#### Source data

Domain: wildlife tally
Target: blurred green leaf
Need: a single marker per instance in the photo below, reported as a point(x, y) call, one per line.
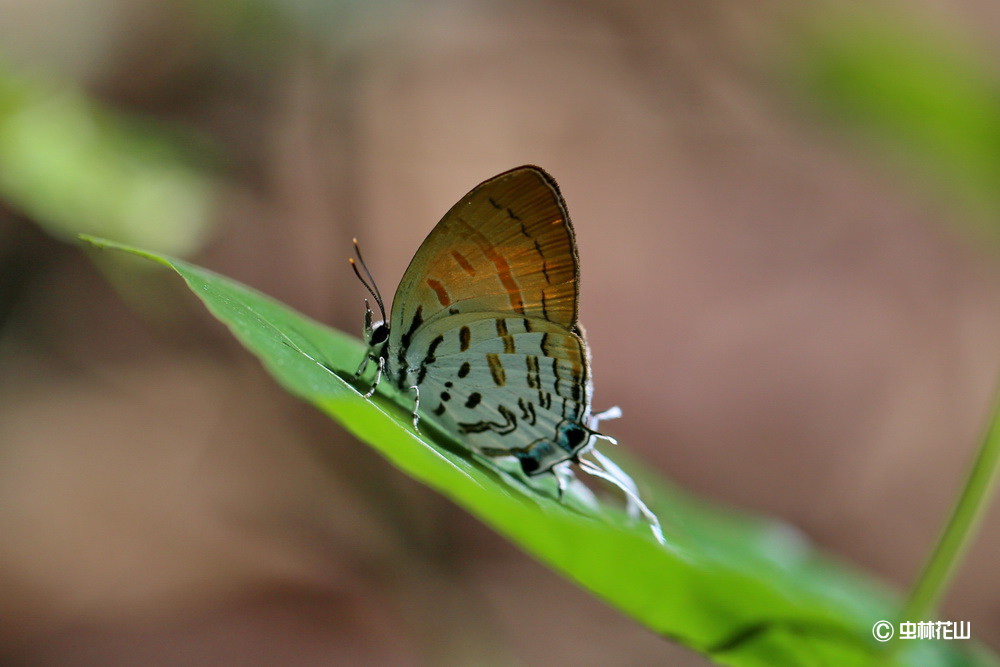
point(75, 167)
point(742, 589)
point(914, 90)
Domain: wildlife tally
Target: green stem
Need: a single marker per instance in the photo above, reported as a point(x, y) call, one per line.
point(960, 529)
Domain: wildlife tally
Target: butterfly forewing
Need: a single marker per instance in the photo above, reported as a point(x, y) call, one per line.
point(506, 247)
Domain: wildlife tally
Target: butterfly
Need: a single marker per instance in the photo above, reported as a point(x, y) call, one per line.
point(484, 331)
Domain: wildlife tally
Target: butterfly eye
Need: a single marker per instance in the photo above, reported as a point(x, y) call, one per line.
point(379, 335)
point(529, 465)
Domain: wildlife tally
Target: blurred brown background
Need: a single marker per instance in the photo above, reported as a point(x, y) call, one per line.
point(791, 321)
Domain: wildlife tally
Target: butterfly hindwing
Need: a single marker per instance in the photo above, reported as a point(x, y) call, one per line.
point(520, 386)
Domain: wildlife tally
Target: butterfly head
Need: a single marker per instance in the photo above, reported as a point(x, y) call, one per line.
point(572, 439)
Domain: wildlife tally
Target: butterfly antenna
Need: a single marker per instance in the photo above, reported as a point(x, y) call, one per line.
point(369, 284)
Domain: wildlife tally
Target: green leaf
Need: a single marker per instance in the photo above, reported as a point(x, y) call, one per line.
point(74, 166)
point(741, 589)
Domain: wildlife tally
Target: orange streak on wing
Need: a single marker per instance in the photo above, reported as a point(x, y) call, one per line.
point(463, 262)
point(440, 291)
point(503, 272)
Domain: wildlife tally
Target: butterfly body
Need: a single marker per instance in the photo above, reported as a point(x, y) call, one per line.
point(484, 330)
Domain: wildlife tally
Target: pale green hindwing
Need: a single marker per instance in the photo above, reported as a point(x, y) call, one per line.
point(508, 385)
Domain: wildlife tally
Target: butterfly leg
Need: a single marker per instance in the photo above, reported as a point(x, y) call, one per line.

########

**Assignment**
Print each line of the listing exactly and include no pictures.

**Result for this task**
Domain: wildlife tally
Target: blurred green leaf
Need: a single marker per instance in the photo below, reported as a point(x, y) call, one per line.
point(75, 167)
point(742, 589)
point(914, 90)
Domain: wildlife tally
Target: green stem
Need: a single marker per instance in the photo above, reported as a point(x, y) call, one per line.
point(960, 529)
Domain: wildlife tally
Target: butterfly forewing
Need: a single marker per instance in the photo above, reported as a point(x, y) call, one per line.
point(506, 247)
Domain: wildlife tally
Target: butterfly
Need: a single marker per instance in the photo above, reported as a point(x, y) call, one per line.
point(484, 331)
Domain: wildlife tally
Target: butterfly eye
Need: a single marker per instance in the photo above, reported as a point(x, y) call, one per line.
point(379, 335)
point(529, 465)
Domain: wildlife tally
Target: blurred brown background
Need: a single marker per instance in the photo above, reported as a point(x, y) call, one per line.
point(791, 321)
Domain: wildlife tally
Target: butterfly hindwing
Need: a single marker per instance in the photo above, reported as a point(x, y) call, one per line.
point(520, 386)
Domain: wildlife tally
Target: butterfly head
Need: a single marker per instance in the photo above, reported as a point(x, y) call, one per line.
point(572, 439)
Domain: wildlife tally
Target: butterfly antenna
Need: a single marker per instance in the photo above, reported as a point(x, y) call, one per line.
point(369, 284)
Domain: wildlife tally
Target: green leaf
Need: a single marker per instance in the photo above, reported as a point(x, y) call, one per line.
point(74, 166)
point(741, 589)
Domain: wildlife tally
Target: orange streak on wing
Need: a single marker per instance in the photo above, reported as a point(x, y) call, one per line.
point(463, 262)
point(440, 291)
point(503, 272)
Domain: wildlife tally
Target: butterfly body
Need: a single marker per instance in the photo above, reported as a point(x, y) call, one per line.
point(484, 330)
Domain: wildlife tally
Target: pale green hindwing
Need: a single marker per instance in the photo above, reported as a point(x, y) call, one per line.
point(508, 385)
Domain: wildlife tally
Target: butterfly leg
Need: a single marker per instance in the photo above, reported as a point(x, y) call, one per line.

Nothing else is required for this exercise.